>> START EXTRACTED DATA

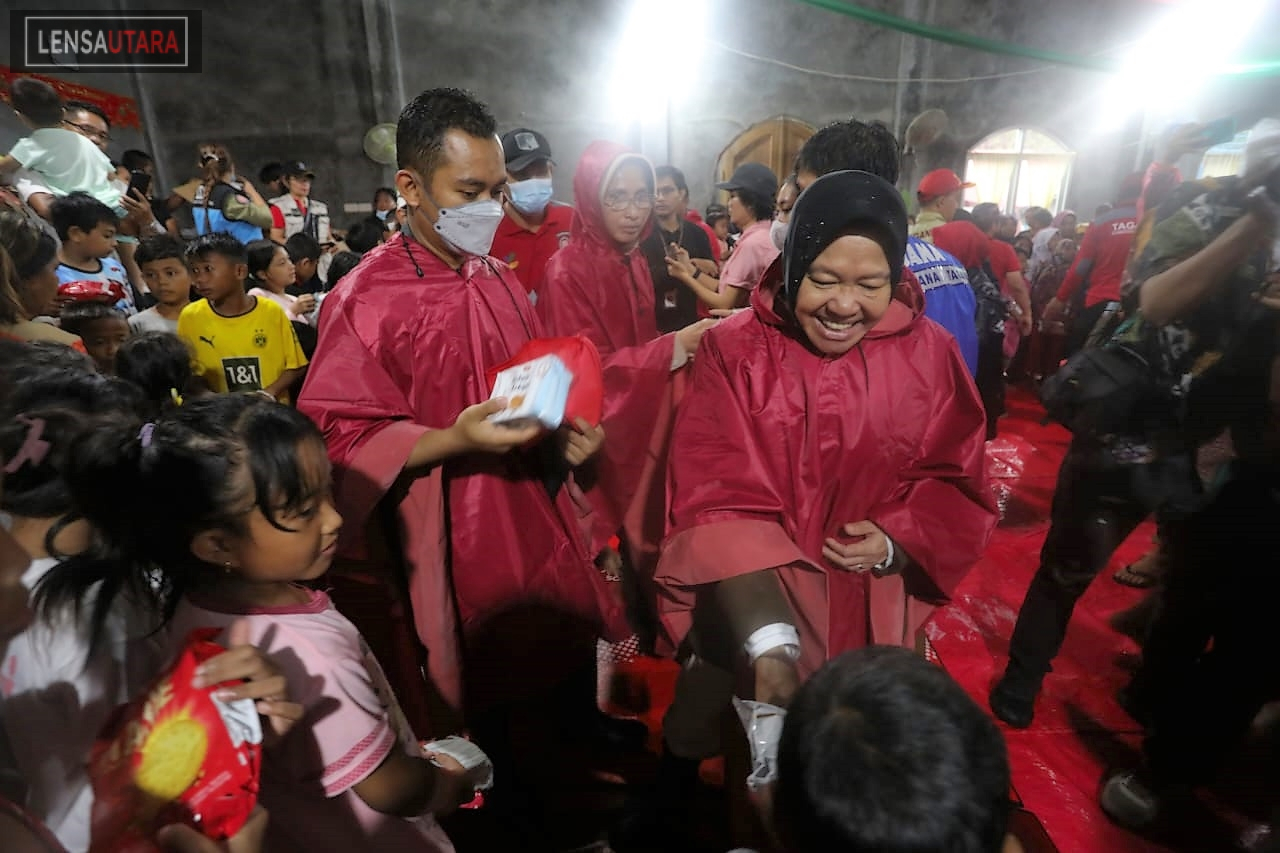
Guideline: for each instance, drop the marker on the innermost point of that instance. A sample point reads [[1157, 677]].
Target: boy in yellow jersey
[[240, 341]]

>> END EXTRACTED DATA
>> START EXTRACTED DATA

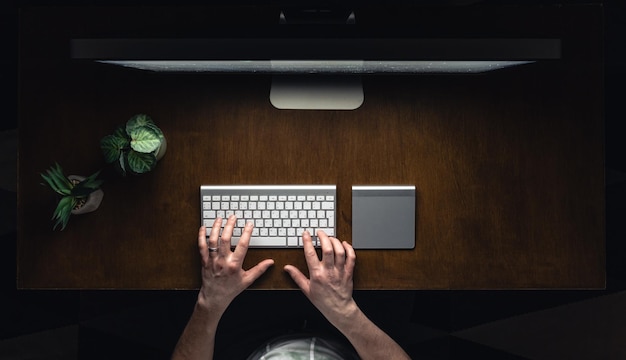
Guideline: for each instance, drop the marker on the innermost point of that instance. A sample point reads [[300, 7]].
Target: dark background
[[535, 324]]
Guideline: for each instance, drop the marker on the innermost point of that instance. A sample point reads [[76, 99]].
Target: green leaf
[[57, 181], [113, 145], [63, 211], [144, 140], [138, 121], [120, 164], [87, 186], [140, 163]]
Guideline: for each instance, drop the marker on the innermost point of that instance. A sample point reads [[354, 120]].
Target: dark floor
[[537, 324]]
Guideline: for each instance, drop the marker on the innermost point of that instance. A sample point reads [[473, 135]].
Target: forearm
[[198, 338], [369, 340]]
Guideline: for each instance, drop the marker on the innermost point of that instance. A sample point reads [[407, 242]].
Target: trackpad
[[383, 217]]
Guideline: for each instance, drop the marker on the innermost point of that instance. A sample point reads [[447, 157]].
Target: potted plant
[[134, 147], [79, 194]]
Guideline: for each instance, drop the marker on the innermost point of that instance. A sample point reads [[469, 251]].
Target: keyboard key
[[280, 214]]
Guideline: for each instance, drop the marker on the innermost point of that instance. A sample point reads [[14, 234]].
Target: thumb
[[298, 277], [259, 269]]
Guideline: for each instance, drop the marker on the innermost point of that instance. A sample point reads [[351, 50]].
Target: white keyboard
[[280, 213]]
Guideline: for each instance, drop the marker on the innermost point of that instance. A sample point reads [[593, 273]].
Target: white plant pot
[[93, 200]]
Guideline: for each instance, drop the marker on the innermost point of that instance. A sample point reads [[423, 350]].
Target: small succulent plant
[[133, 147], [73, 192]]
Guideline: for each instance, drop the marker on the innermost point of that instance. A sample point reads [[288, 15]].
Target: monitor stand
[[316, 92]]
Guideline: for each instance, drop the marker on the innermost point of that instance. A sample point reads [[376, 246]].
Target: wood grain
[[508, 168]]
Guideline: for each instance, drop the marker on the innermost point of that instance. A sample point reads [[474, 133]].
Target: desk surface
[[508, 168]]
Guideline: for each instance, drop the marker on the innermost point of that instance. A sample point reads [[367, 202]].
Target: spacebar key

>> END EXTRACTED DATA

AIM> Copy out, word for word, the part of the listing above that opens with the line containing "reads [[1157, 677]]." and closes with the line containing "[[240, 341]]". Include both of those lines.

EXPECTED ANSWER>
Guideline: for each instance, drop the marker on the innermost point of that instance. A sample point reads [[1157, 677]].
Target: boy in yellow jersey
[[240, 341]]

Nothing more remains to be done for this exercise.